| Information shown |
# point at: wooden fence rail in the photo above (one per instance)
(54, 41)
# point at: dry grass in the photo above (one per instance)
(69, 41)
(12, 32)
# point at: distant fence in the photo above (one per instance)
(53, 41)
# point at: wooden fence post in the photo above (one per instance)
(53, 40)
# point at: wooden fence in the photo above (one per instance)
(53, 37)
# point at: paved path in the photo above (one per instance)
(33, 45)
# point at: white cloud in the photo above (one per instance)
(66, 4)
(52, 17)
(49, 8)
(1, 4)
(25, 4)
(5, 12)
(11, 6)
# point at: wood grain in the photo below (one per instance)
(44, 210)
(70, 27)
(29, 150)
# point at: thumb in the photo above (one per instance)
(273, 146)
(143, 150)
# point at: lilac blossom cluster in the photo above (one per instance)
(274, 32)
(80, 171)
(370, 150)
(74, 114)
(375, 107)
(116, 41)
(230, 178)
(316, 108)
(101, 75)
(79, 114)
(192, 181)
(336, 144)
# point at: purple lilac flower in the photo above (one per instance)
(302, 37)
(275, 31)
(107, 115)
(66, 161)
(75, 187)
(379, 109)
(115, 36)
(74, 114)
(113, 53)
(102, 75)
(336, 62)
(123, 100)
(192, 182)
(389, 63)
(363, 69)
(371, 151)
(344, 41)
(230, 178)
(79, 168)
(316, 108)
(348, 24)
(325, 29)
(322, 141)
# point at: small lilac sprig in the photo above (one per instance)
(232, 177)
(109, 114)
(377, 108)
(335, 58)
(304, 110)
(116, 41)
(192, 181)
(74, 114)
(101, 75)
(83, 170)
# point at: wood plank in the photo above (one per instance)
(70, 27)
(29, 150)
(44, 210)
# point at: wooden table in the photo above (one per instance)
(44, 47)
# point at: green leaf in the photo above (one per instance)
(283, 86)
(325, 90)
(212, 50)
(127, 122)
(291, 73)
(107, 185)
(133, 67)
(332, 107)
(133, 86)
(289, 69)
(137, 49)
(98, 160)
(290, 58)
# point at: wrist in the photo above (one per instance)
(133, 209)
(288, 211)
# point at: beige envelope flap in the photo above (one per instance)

| What to do |
Reproduce every line of the material above without changing anything.

| Solution to the exercise |
# point at: wooden fence rail in the photo above (one per instance)
(54, 41)
# point at: dry grass in the photo above (one per instance)
(69, 41)
(12, 32)
# point at: distant fence in the photo above (one per instance)
(53, 41)
# point at: wooden fence post in the photo above (one per instance)
(53, 40)
# point at: wooden fence in the photo above (one per instance)
(53, 37)
# point at: paved path in the photo above (one per instance)
(33, 45)
# point at: white cloud in the photo above (one per instance)
(66, 4)
(52, 17)
(49, 8)
(1, 4)
(25, 4)
(5, 12)
(11, 6)
# point at: wood grain in the photo below (one per instance)
(44, 210)
(70, 27)
(29, 150)
# point at: thumb in the photo above (one per instance)
(273, 146)
(143, 150)
# point at: lilac blossom cluster in the photo above (one per instance)
(274, 32)
(80, 171)
(370, 150)
(74, 114)
(375, 107)
(116, 41)
(230, 178)
(316, 108)
(101, 75)
(79, 114)
(192, 181)
(336, 144)
# point at: purple lilac flower in the photo above (one per instance)
(302, 37)
(275, 31)
(107, 115)
(66, 161)
(75, 187)
(379, 109)
(115, 36)
(74, 114)
(113, 53)
(102, 75)
(336, 62)
(123, 100)
(192, 182)
(389, 63)
(363, 69)
(371, 151)
(344, 41)
(230, 178)
(79, 168)
(316, 108)
(348, 24)
(325, 29)
(322, 141)
# point at: small lilac sprig in the photo above (one per instance)
(232, 177)
(109, 114)
(377, 108)
(335, 58)
(304, 110)
(116, 41)
(192, 181)
(74, 114)
(101, 75)
(83, 170)
# point at: wood plank in the photo above (one per instance)
(70, 27)
(29, 150)
(44, 210)
# point at: wooden table in the photo above (one per instance)
(44, 47)
# point at: green leaf in the photo above (one per instance)
(283, 86)
(325, 90)
(212, 50)
(127, 122)
(291, 73)
(107, 185)
(133, 67)
(332, 107)
(133, 86)
(289, 69)
(137, 49)
(98, 160)
(290, 58)
# point at: wrist in the photo above (one per instance)
(133, 209)
(288, 211)
# point at: beige envelope flap in the photo above (one per instance)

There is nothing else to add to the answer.